(Image-grounded pointing data)
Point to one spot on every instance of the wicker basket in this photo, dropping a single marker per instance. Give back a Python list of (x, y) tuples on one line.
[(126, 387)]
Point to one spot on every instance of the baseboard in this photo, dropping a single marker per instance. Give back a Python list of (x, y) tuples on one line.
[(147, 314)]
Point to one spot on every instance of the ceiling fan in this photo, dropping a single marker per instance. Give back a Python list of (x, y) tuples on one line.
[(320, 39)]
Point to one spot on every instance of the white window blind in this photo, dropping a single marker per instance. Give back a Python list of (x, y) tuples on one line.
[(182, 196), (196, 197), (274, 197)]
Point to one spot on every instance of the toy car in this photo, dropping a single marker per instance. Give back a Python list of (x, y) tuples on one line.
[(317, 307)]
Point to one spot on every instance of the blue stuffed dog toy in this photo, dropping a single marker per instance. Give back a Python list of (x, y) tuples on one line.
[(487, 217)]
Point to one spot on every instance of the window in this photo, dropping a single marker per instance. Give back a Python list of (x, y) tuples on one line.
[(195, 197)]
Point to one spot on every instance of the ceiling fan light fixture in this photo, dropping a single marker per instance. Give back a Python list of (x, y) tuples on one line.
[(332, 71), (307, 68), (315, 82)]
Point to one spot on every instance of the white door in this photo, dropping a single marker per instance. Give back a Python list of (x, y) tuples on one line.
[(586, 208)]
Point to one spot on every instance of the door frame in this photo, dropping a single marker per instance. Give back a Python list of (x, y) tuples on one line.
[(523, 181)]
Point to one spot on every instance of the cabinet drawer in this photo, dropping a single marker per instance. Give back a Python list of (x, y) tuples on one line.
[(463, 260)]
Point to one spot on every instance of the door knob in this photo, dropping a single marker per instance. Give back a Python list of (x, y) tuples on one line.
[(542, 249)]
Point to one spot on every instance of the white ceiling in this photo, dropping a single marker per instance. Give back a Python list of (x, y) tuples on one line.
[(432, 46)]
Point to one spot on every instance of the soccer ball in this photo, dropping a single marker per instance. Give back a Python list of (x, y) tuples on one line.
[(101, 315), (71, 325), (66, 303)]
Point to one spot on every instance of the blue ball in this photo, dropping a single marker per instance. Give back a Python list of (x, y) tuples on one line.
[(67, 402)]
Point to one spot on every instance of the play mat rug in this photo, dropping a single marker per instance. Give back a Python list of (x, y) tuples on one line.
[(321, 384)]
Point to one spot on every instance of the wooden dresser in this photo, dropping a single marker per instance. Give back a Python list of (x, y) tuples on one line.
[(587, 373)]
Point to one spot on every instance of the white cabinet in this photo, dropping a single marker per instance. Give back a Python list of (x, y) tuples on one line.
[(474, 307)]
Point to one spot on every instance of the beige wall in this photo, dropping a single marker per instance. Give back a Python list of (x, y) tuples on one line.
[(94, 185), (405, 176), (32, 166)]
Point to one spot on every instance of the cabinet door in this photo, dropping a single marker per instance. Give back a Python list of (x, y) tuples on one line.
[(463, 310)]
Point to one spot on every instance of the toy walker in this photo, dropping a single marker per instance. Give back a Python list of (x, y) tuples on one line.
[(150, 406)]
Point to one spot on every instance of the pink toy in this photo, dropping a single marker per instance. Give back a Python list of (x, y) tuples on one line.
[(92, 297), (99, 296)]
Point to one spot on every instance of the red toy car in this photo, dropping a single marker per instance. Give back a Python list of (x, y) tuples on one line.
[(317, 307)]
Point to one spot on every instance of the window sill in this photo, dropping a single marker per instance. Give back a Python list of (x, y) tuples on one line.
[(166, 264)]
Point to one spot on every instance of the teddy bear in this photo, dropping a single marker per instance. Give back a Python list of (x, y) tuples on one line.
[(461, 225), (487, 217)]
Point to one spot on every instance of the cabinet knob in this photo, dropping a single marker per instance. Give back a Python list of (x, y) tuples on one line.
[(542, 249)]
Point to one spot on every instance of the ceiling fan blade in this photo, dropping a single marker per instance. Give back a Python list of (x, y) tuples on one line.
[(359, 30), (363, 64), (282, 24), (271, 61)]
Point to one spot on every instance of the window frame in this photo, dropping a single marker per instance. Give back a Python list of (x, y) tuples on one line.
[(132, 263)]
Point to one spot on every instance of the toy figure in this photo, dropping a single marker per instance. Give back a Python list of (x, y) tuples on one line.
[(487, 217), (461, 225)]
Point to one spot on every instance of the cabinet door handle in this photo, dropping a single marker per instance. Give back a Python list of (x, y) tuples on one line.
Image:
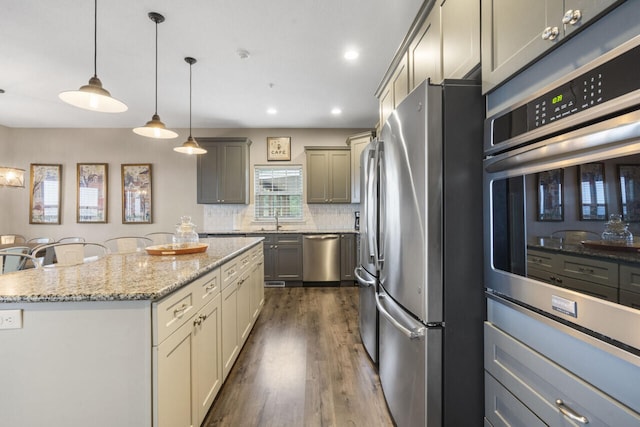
[(550, 33), (572, 17), (570, 413), (180, 310)]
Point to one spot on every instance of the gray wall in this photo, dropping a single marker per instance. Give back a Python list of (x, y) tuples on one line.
[(174, 174)]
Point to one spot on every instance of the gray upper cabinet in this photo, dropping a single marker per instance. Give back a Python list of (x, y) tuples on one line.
[(223, 172), (516, 32), (460, 29), (328, 174), (357, 143)]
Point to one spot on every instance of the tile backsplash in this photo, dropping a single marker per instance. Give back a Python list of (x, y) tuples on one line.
[(316, 217)]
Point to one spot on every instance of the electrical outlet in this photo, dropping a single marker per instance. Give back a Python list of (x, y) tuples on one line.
[(10, 319)]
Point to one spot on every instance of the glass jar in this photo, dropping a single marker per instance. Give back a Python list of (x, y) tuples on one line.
[(616, 231), (185, 234)]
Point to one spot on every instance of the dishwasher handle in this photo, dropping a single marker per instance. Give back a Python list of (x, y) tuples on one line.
[(322, 237)]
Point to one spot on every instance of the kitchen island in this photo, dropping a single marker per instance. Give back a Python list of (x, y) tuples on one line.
[(127, 340)]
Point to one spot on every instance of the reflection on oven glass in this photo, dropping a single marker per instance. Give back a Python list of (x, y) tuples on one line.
[(577, 224)]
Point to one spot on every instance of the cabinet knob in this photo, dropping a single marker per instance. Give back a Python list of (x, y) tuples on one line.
[(572, 17), (550, 33)]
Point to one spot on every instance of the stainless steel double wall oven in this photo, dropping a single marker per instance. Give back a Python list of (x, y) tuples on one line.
[(561, 168)]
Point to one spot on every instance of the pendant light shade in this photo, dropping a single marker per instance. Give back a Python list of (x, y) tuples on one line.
[(154, 128), (190, 146), (93, 96)]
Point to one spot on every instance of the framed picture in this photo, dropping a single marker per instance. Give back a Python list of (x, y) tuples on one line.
[(278, 148), (550, 195), (44, 199), (136, 194), (593, 201), (91, 194), (629, 176)]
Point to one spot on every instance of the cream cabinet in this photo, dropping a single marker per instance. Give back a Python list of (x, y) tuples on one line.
[(460, 44), (357, 143), (230, 342), (517, 32), (208, 363), (443, 43), (186, 354), (198, 332), (524, 387)]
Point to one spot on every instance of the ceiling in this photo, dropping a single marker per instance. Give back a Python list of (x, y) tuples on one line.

=== What the exercise asks ===
Could you reproduce the records above exactly, leaving out every picture?

=== Response to this task ===
Point to one spot on every instance of the wicker basket in this photo, dropping a single marker per instance. Give back a Python list of (x, y) tuples on one line.
[(126, 387)]
Point to one spot on every instance of the baseboard in this photo, dropping a single marker per instance. Give back a Python list of (x, y) tuples on one line.
[(147, 314)]
Point to one spot on every instance of the ceiling fan in this photo, dropping a single marker per instance. Give back a Python list of (x, y) tuples on one line.
[(320, 39)]
Point to one spot on every instance of the white window blind in this photo, dropping a single marker per instance. Give back a Python list of (x, y) tuples on one line.
[(182, 196), (196, 197), (274, 197)]
Point to one spot on every instance of the toy car in this photo, dropping a single marker per instance. Give back a Python list of (x, y) tuples on one line.
[(317, 307)]
Point to one spot on every instance of the blue stuffed dog toy in this photo, dropping a single marker per instance. Give back a Python list of (x, y) tuples on one line.
[(487, 217)]
Point to one spot on every instance of the window in this photo, dropping a single marker per instance. Give back a Python list of (x, y) tuples on one line.
[(195, 197)]
Point to one spot on every instance of the ceiling fan light fixture in this photo, dropping a single marker per instance. Give back a Python list of (x, y) tuples on one line.
[(332, 71), (307, 68), (315, 82)]
Point to one spot on every instance of the white door in this photo, dropping a single marker per instance. Give back a Python list of (x, y) tuples on one line.
[(586, 208)]
Point to one spot on every instance of the door frame in this photo, dropping a single marker per instance. Give back a Python list of (x, y) tuples on one line.
[(523, 181)]
Point to one spot on every instance of the cabinet drawer in this photo, dropping a single marker per instance. Give back a Python list of (x, y) tuples on one line.
[(463, 260)]
Point to one spot on every instance of the door knob in this photo, dropping a single marker per instance. Give back a Python list of (x, y) tuples on one line.
[(542, 249)]
Point to one spot on every instance of the white ceiling in this photo, dropping a single marker per instance. Give back a Python list of (x, y) tuples on one line.
[(432, 46)]
Point to one spot on every instance of the soccer ball in this photo, dropping a single marker per instance. Give back a Python list of (x, y) tuples on one line.
[(101, 315), (71, 325), (66, 303)]
Point to one spot on every instance of the blue ball in this photo, dropping a single marker per instance. Give back a Python list of (x, y) tuples on one line.
[(67, 402)]
Point to one spot on every instance of the play mat rug in this photo, dropping a single marker per instance. Give back a Python list of (x, y) tuples on one line.
[(321, 384)]
Point to one spot on every instance of the wooden dresser in this photo, dropping a single marker per instance. Give back a Python list of (x, y) tuples on one line.
[(587, 373)]
Point to one spot on every instance of the white cabinet in this photo, dropping a single marker per instance. Give back a Python list of (x, y) tuples on one line.
[(474, 307)]
Point to one spot on every instance of the beige wall in this photo, dropping a single marker per instance. Give back a Python list of (x, y) tuples on one line.
[(94, 185), (405, 176), (32, 166)]
Point to one spot on every instance of the cabinet door in this photo, dropping a single marker per instance. Give back a Python list of (x, y) tuples on one line.
[(463, 310)]
Point to one spot on every instance of the toy walker in this photo, dropping a single marker per instance. Give back a Python list of (x, y) tuples on one line.
[(150, 406)]
Point to one spot on every instance of the pink toy in this photo, dropping a single marker per instance. Give back a Python list of (x, y) tuples on one line.
[(92, 297), (99, 296)]
Point to one spot on every instance of the red toy car in this photo, dropping a single marker per instance. Give back a Python list of (x, y) tuples on one line.
[(317, 307)]
Point to one spot on every instance of the window sill in this photo, dropping a single marker per instance. Give back a Python list of (x, y) tuples on one line.
[(166, 264)]
Point to one spot on every instance of the teddy bear in this photo, dropping a single marker per instance. Give back a Python list of (x, y) tuples on one line.
[(461, 225), (487, 217)]
Point to one spot on every instance of the cabinet knob in this photo, dropping a single marker per instance. Give back a Python list of (x, y) tuples on one line.
[(542, 249)]
Point to one spot on every instance of the ceiling fan blade in this photo, dropping a single marker per instance. Give back a Python list of (x, y) tuples on one line.
[(359, 30), (363, 64), (282, 24), (271, 61)]
Point to one spot on every instance of the window frame in this photo, dropping a single marker per instance. Give back a Python list of (x, y) tuples on one line.
[(132, 263)]
Point to one spot on every instance of the toy figure in this photo, dropping a single marker per instance. Give back a Python list of (x, y) tuples on one line.
[(487, 217), (461, 225)]
Point to one spot on every instance of the cabinet door handle in this photo, dropping a single marker per instance. Give back a Python list of (x, y) tuples on one line.
Image:
[(550, 33), (572, 17), (570, 413), (180, 310)]
Point to one spot on every instance of the gray wall in this photo, dropping a single marker per instance. Give back a Python list of (x, y) tuples on one line.
[(174, 174)]
Point to one spot on every instance of the gray upper cabinet in this photo, dropping a single marker per instance. Give back a Python list of (x, y) tuples on one line.
[(223, 172), (516, 32), (460, 29), (328, 174), (357, 143)]
Point to one spot on every instance of the tile backsplash in this photo, dropping a single marker per instance. Give back a Python list of (x, y) tuples on one line.
[(316, 217)]
Point to one spot on every instance of the electrical outlet in this photo, dropping a single marker per instance. Give back a Python list of (x, y) tuples on one line.
[(10, 319)]
Point to one spot on every instance of the glass jar in this photo, dropping a single marker per instance. Give back a Python list of (x, y) tuples on one line.
[(616, 231), (185, 234)]
Point to one spot on every instance of the dishwasher handle in this photo, dropping a single marker per instance. Give back a Python list of (x, y) tuples on one line.
[(322, 237)]
Point to one spot on every instance of the kitchen island in this photo, dropping a single marker per instance. Give back a Python list of (x, y) tuples on one line.
[(127, 340)]
Point to one spot on every instance of the reflection on oven glass in this photo, dropping a single marker per instance. Give back a Python list of (x, y) tuples on one line.
[(577, 224)]
Point to one spot on every instance of the cabinet knob in this photo, dropping a single marker per instance. Give back a Python list of (x, y) tuples on one line.
[(572, 17), (550, 33)]
Point to one spot on every instance of the stainless steel double wall oven in this photo, dropping a single marker per instance. Give back a Python list of (x, y) tuples on one line.
[(561, 168)]
Point to one spot on every instance of the pendant light shade in this photo, dropping a single marker per instance. Give back a Python list of (x, y) tuples on one line.
[(154, 128), (190, 146), (93, 96)]
Point to one spot on every instance of the framed picture in this photo, dropping a single marker per instance. Give back a Python list of (x, y) tuples on one line.
[(278, 148), (550, 195), (44, 199), (136, 194), (593, 201), (91, 194), (629, 176)]
Point to one spot on every instance of the cream cabinet in this photo, dropping a single marker per instance. Give back a Python list of (x, y) tuples on one line.
[(460, 44), (357, 143), (230, 342), (517, 32), (208, 363), (443, 43), (186, 354), (198, 332), (524, 387)]
Point to one spot on every instance of the ceiling in this photo, dropping a single marker per instance. Give back a Python list of (x, y) tuples on one line.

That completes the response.